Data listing

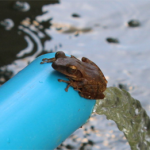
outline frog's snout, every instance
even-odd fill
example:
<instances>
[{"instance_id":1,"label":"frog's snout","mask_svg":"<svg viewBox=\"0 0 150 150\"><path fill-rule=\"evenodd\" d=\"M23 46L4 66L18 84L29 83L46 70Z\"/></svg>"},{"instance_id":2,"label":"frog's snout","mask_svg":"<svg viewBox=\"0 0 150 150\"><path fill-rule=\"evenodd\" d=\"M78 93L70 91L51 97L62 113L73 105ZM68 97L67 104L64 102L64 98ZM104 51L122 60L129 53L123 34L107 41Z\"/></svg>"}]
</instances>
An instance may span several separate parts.
<instances>
[{"instance_id":1,"label":"frog's snout","mask_svg":"<svg viewBox=\"0 0 150 150\"><path fill-rule=\"evenodd\" d=\"M53 62L53 63L52 63L52 67L53 67L54 69L57 69L57 68L58 68L58 65L56 65L55 62Z\"/></svg>"}]
</instances>

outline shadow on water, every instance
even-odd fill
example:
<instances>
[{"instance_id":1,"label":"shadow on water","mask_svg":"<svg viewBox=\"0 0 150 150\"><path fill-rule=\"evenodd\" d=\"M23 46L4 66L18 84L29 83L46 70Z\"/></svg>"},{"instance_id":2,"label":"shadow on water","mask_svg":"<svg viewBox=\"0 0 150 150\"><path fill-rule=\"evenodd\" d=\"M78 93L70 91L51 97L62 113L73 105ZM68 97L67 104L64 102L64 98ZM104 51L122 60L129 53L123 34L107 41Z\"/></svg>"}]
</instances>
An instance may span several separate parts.
<instances>
[{"instance_id":1,"label":"shadow on water","mask_svg":"<svg viewBox=\"0 0 150 150\"><path fill-rule=\"evenodd\" d=\"M0 2L0 67L12 63L17 59L16 55L20 50L27 47L27 42L24 39L27 33L18 28L21 22L29 17L30 24L35 24L35 17L42 14L43 5L59 3L58 0L26 0L25 2L29 5L30 9L24 10L23 6L20 6L18 2L16 0L4 0ZM50 20L42 22L40 25L43 28L39 30L44 32L44 29L50 26ZM28 27L25 28L28 29ZM28 55L32 55L37 49L35 41L32 37L30 38L34 43L34 48ZM43 44L47 39L51 39L51 37L45 34L44 38L41 38L41 43ZM24 55L23 57L26 56Z\"/></svg>"}]
</instances>

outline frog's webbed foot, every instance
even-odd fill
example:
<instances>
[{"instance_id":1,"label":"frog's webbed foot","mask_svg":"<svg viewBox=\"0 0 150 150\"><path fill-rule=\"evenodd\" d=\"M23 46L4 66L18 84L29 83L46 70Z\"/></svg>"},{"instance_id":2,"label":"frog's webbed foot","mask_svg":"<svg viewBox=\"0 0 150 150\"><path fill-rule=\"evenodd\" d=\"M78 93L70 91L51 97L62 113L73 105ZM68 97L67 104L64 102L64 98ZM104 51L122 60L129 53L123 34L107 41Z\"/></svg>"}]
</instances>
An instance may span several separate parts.
<instances>
[{"instance_id":1,"label":"frog's webbed foot","mask_svg":"<svg viewBox=\"0 0 150 150\"><path fill-rule=\"evenodd\" d=\"M58 81L59 81L59 82L68 83L67 87L65 88L65 91L68 92L68 89L69 89L69 87L71 86L71 85L70 85L70 81L66 81L66 80L62 80L62 79L58 79Z\"/></svg>"},{"instance_id":2,"label":"frog's webbed foot","mask_svg":"<svg viewBox=\"0 0 150 150\"><path fill-rule=\"evenodd\" d=\"M44 63L50 63L50 62L54 62L56 60L56 58L44 58L42 59L42 62L40 64L44 64Z\"/></svg>"}]
</instances>

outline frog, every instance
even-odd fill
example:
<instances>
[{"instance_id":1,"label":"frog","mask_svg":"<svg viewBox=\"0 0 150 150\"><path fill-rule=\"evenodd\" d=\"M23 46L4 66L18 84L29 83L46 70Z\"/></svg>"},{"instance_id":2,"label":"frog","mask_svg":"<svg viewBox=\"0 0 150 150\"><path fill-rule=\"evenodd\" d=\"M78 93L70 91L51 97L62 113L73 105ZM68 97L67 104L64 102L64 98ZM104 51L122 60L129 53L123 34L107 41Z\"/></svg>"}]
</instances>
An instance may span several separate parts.
<instances>
[{"instance_id":1,"label":"frog","mask_svg":"<svg viewBox=\"0 0 150 150\"><path fill-rule=\"evenodd\" d=\"M67 83L65 91L72 86L86 99L104 99L104 91L107 88L107 80L100 68L90 59L75 56L66 56L63 51L55 53L54 58L44 58L40 64L52 63L53 69L64 74L68 80L58 79Z\"/></svg>"}]
</instances>

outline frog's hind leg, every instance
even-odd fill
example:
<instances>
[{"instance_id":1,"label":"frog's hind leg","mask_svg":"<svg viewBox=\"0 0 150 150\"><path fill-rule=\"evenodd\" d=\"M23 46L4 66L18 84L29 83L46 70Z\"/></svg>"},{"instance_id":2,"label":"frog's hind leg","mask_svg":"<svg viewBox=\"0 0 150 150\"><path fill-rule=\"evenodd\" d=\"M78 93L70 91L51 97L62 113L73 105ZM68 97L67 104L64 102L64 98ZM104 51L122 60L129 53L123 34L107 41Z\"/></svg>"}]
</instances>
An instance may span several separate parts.
<instances>
[{"instance_id":1,"label":"frog's hind leg","mask_svg":"<svg viewBox=\"0 0 150 150\"><path fill-rule=\"evenodd\" d=\"M59 82L68 83L67 87L65 88L65 91L68 92L68 89L69 89L69 87L71 86L71 85L70 85L70 81L66 81L66 80L62 80L62 79L58 79L58 81L59 81Z\"/></svg>"},{"instance_id":2,"label":"frog's hind leg","mask_svg":"<svg viewBox=\"0 0 150 150\"><path fill-rule=\"evenodd\" d=\"M99 73L100 73L101 76L103 77L105 83L107 83L107 80L106 80L106 78L105 78L103 72L101 71L101 69L100 69L93 61L91 61L90 59L88 59L88 58L86 58L86 57L82 57L82 61L83 61L83 62L87 62L87 63L89 63L89 64L92 64L92 65L94 65L96 68L98 68Z\"/></svg>"},{"instance_id":3,"label":"frog's hind leg","mask_svg":"<svg viewBox=\"0 0 150 150\"><path fill-rule=\"evenodd\" d=\"M50 63L50 62L54 62L56 60L56 58L44 58L42 59L42 62L40 64L44 64L44 63Z\"/></svg>"}]
</instances>

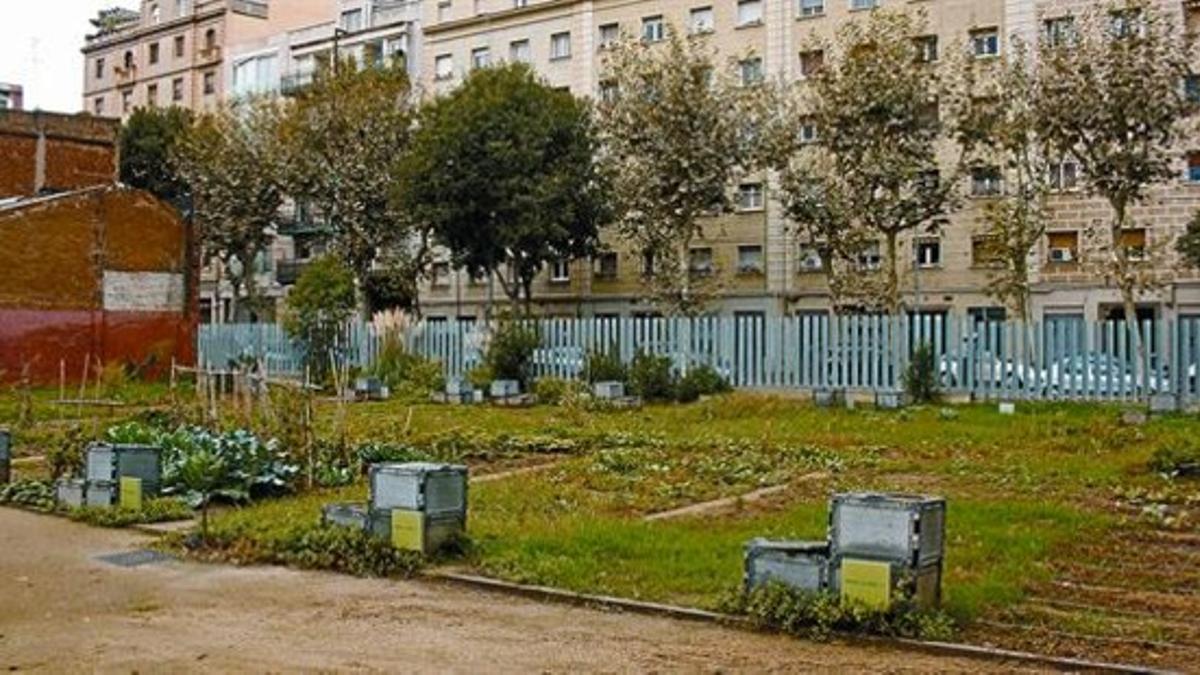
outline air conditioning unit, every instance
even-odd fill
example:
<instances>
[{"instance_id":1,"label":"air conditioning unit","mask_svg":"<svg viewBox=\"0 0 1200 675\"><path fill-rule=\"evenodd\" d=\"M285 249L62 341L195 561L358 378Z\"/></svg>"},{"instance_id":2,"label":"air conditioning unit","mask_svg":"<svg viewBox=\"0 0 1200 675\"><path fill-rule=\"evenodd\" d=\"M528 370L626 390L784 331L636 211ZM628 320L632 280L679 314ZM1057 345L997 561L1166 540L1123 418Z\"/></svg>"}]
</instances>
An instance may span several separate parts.
<instances>
[{"instance_id":1,"label":"air conditioning unit","mask_svg":"<svg viewBox=\"0 0 1200 675\"><path fill-rule=\"evenodd\" d=\"M1070 249L1050 249L1050 262L1069 263L1075 259L1075 252Z\"/></svg>"}]
</instances>

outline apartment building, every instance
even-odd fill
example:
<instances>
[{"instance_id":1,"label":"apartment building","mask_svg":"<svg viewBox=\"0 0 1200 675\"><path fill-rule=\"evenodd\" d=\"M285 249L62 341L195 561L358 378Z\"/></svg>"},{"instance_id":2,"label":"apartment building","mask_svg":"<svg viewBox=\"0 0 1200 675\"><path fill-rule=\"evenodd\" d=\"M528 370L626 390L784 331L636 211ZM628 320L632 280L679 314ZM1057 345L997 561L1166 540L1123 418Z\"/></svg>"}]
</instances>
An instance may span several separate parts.
<instances>
[{"instance_id":1,"label":"apartment building","mask_svg":"<svg viewBox=\"0 0 1200 675\"><path fill-rule=\"evenodd\" d=\"M1158 0L1181 25L1200 32L1200 2ZM704 35L718 58L738 64L745 77L799 80L821 55L815 37L832 36L844 22L877 7L920 11L926 17L923 44L931 61L952 49L972 58L1006 58L1013 36L1036 43L1057 18L1097 0L428 0L422 7L425 46L420 68L432 92L457 85L475 67L526 61L553 86L580 96L599 96L604 50L620 36L661 40L666 26ZM1180 179L1158 190L1135 214L1145 228L1130 232L1130 246L1174 237L1200 208L1200 139L1180 149ZM948 154L949 155L949 154ZM1039 317L1104 318L1120 305L1078 263L1080 237L1108 217L1106 205L1078 190L1078 171L1057 167L1056 222L1034 252L1034 311ZM1003 307L985 292L986 243L980 209L1003 190L1002 177L979 167L962 186L966 204L937 235L907 237L901 264L906 304L929 313L1002 317ZM826 312L829 292L816 249L788 233L770 177L731 186L737 211L704 225L691 263L697 274L718 274L724 288L718 313ZM539 280L535 306L551 316L647 315L641 253L608 238L611 251L592 261L564 261ZM1134 241L1136 239L1138 241ZM864 267L878 264L866 255ZM430 316L476 316L492 285L438 263L422 288ZM1147 315L1200 313L1200 279L1183 276L1145 298Z\"/></svg>"},{"instance_id":2,"label":"apartment building","mask_svg":"<svg viewBox=\"0 0 1200 675\"><path fill-rule=\"evenodd\" d=\"M228 94L228 46L325 20L336 0L142 0L109 11L83 47L83 109L124 118L140 106L211 110Z\"/></svg>"},{"instance_id":3,"label":"apartment building","mask_svg":"<svg viewBox=\"0 0 1200 675\"><path fill-rule=\"evenodd\" d=\"M20 110L24 108L24 89L19 84L0 82L0 110Z\"/></svg>"}]
</instances>

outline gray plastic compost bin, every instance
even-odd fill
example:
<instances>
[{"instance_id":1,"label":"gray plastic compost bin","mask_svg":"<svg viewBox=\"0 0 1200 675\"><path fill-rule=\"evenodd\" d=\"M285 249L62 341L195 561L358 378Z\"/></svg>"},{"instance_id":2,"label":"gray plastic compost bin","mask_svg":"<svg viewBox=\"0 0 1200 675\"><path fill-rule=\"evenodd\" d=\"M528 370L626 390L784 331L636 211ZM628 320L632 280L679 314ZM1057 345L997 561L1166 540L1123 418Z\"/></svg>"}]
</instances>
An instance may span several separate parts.
<instances>
[{"instance_id":1,"label":"gray plastic compost bin","mask_svg":"<svg viewBox=\"0 0 1200 675\"><path fill-rule=\"evenodd\" d=\"M467 515L467 467L436 462L371 465L371 509Z\"/></svg>"},{"instance_id":2,"label":"gray plastic compost bin","mask_svg":"<svg viewBox=\"0 0 1200 675\"><path fill-rule=\"evenodd\" d=\"M895 561L913 568L940 562L946 542L946 500L899 494L834 495L829 542L835 556Z\"/></svg>"},{"instance_id":3,"label":"gray plastic compost bin","mask_svg":"<svg viewBox=\"0 0 1200 675\"><path fill-rule=\"evenodd\" d=\"M751 539L745 549L744 580L746 591L768 581L805 591L828 590L829 543Z\"/></svg>"},{"instance_id":4,"label":"gray plastic compost bin","mask_svg":"<svg viewBox=\"0 0 1200 675\"><path fill-rule=\"evenodd\" d=\"M92 443L88 447L88 483L142 480L142 494L152 497L162 486L162 450L154 446Z\"/></svg>"}]
</instances>

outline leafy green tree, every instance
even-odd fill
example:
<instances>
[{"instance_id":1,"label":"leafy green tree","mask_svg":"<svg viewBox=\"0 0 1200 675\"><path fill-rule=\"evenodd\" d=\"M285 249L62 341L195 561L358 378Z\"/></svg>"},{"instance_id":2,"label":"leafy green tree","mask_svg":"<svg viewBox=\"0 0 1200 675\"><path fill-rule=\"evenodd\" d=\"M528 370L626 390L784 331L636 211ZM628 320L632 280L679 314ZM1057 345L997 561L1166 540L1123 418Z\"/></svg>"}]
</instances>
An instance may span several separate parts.
<instances>
[{"instance_id":1,"label":"leafy green tree","mask_svg":"<svg viewBox=\"0 0 1200 675\"><path fill-rule=\"evenodd\" d=\"M796 86L788 118L773 123L782 202L829 253L835 295L901 310L899 239L936 232L954 208L956 175L937 160L948 106L938 70L920 59L918 18L871 12L805 49L823 66ZM790 148L788 148L790 145ZM956 173L956 172L955 172ZM858 264L880 245L882 274ZM838 288L838 285L841 288Z\"/></svg>"},{"instance_id":2,"label":"leafy green tree","mask_svg":"<svg viewBox=\"0 0 1200 675\"><path fill-rule=\"evenodd\" d=\"M1043 41L1036 62L1039 132L1079 165L1081 186L1108 202L1106 226L1085 232L1082 257L1121 292L1144 354L1136 300L1158 288L1165 265L1153 249L1132 250L1124 232L1152 189L1177 179L1175 163L1195 112L1183 86L1193 43L1147 0L1092 7L1069 30ZM1135 359L1140 371L1144 359Z\"/></svg>"},{"instance_id":3,"label":"leafy green tree","mask_svg":"<svg viewBox=\"0 0 1200 675\"><path fill-rule=\"evenodd\" d=\"M120 135L121 183L152 192L190 216L187 183L176 173L172 153L192 125L184 108L138 108Z\"/></svg>"},{"instance_id":4,"label":"leafy green tree","mask_svg":"<svg viewBox=\"0 0 1200 675\"><path fill-rule=\"evenodd\" d=\"M402 62L358 67L347 60L319 72L282 124L287 192L316 207L332 251L360 287L384 253L408 276L424 268L427 246L409 245L416 226L394 198L397 159L408 151L413 129L412 98Z\"/></svg>"},{"instance_id":5,"label":"leafy green tree","mask_svg":"<svg viewBox=\"0 0 1200 675\"><path fill-rule=\"evenodd\" d=\"M178 139L172 163L192 197L204 262L226 270L238 298L260 310L254 263L274 239L283 203L283 153L275 101L234 102L202 115Z\"/></svg>"},{"instance_id":6,"label":"leafy green tree","mask_svg":"<svg viewBox=\"0 0 1200 675\"><path fill-rule=\"evenodd\" d=\"M355 306L354 273L336 256L313 261L288 294L283 328L305 346L314 381L330 375L342 328L354 316Z\"/></svg>"},{"instance_id":7,"label":"leafy green tree","mask_svg":"<svg viewBox=\"0 0 1200 675\"><path fill-rule=\"evenodd\" d=\"M588 104L523 64L479 68L422 112L400 203L514 307L544 267L592 255L605 221Z\"/></svg>"},{"instance_id":8,"label":"leafy green tree","mask_svg":"<svg viewBox=\"0 0 1200 675\"><path fill-rule=\"evenodd\" d=\"M709 216L733 209L763 88L716 67L703 38L668 34L665 43L626 40L606 53L611 95L599 103L599 126L620 234L655 261L659 304L695 313L707 293L691 274L691 243Z\"/></svg>"}]
</instances>

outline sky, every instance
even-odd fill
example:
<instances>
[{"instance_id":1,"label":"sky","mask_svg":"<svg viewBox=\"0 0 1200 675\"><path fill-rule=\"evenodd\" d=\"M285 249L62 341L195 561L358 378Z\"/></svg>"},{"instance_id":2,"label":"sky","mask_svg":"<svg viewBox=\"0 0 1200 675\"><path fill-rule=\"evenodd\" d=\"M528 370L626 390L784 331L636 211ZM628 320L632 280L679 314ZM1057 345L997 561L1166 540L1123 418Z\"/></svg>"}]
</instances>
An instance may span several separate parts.
<instances>
[{"instance_id":1,"label":"sky","mask_svg":"<svg viewBox=\"0 0 1200 675\"><path fill-rule=\"evenodd\" d=\"M25 89L25 109L77 113L83 107L88 19L137 0L0 0L0 82Z\"/></svg>"}]
</instances>

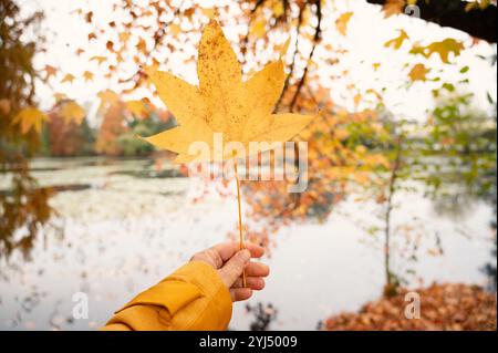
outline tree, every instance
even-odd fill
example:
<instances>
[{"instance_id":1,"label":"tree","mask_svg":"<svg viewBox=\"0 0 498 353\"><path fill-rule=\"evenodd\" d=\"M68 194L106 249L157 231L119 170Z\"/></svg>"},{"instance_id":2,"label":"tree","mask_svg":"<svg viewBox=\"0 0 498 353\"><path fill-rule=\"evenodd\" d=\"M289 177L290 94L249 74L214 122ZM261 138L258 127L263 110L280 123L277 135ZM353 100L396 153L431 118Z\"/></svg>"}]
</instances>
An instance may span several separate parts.
<instances>
[{"instance_id":1,"label":"tree","mask_svg":"<svg viewBox=\"0 0 498 353\"><path fill-rule=\"evenodd\" d=\"M15 249L29 255L39 226L51 214L51 190L40 188L29 168L28 159L39 149L40 137L34 128L25 129L29 125L14 124L22 112L28 118L41 116L30 106L38 76L32 60L43 38L23 38L27 30L37 33L41 18L41 13L23 17L14 1L0 0L0 170L11 184L10 190L0 190L0 257ZM17 233L23 226L27 230Z\"/></svg>"}]
</instances>

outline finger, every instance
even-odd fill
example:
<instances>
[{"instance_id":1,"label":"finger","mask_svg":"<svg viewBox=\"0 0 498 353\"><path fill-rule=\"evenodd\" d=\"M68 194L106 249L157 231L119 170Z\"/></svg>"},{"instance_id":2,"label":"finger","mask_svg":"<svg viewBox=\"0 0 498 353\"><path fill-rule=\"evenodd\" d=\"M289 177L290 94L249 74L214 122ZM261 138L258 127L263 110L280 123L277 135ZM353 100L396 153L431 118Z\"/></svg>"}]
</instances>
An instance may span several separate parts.
<instances>
[{"instance_id":1,"label":"finger","mask_svg":"<svg viewBox=\"0 0 498 353\"><path fill-rule=\"evenodd\" d=\"M252 290L250 288L234 288L230 289L231 301L241 301L251 298Z\"/></svg>"},{"instance_id":2,"label":"finger","mask_svg":"<svg viewBox=\"0 0 498 353\"><path fill-rule=\"evenodd\" d=\"M218 270L224 283L230 288L235 281L242 274L246 264L249 263L251 255L249 250L243 249L237 252L230 260L228 260L222 268Z\"/></svg>"},{"instance_id":3,"label":"finger","mask_svg":"<svg viewBox=\"0 0 498 353\"><path fill-rule=\"evenodd\" d=\"M260 258L264 253L264 248L256 243L247 242L243 245L243 247L251 252L252 258ZM210 249L215 250L225 262L230 259L237 251L240 251L240 243L238 241L227 241L218 243Z\"/></svg>"},{"instance_id":4,"label":"finger","mask_svg":"<svg viewBox=\"0 0 498 353\"><path fill-rule=\"evenodd\" d=\"M270 268L261 262L249 262L245 271L248 277L268 277L270 274Z\"/></svg>"},{"instance_id":5,"label":"finger","mask_svg":"<svg viewBox=\"0 0 498 353\"><path fill-rule=\"evenodd\" d=\"M231 288L245 288L243 280L239 277ZM261 277L246 277L246 288L260 291L264 288L264 280Z\"/></svg>"}]
</instances>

Aim of the exercise
Gather every line of the listing above that contains the word "conditioning", and copy each one out in full.

The response
outline air conditioning unit, every instance
[{"instance_id":1,"label":"air conditioning unit","mask_svg":"<svg viewBox=\"0 0 1200 675\"><path fill-rule=\"evenodd\" d=\"M285 249L62 341L195 561L358 378Z\"/></svg>"},{"instance_id":2,"label":"air conditioning unit","mask_svg":"<svg viewBox=\"0 0 1200 675\"><path fill-rule=\"evenodd\" d=\"M528 370L626 390L784 331L636 211ZM628 320L632 280L679 314ZM1057 345L997 561L1166 540L1123 418Z\"/></svg>"}]
[{"instance_id":1,"label":"air conditioning unit","mask_svg":"<svg viewBox=\"0 0 1200 675\"><path fill-rule=\"evenodd\" d=\"M1070 249L1050 249L1050 262L1069 263L1075 259L1075 252Z\"/></svg>"}]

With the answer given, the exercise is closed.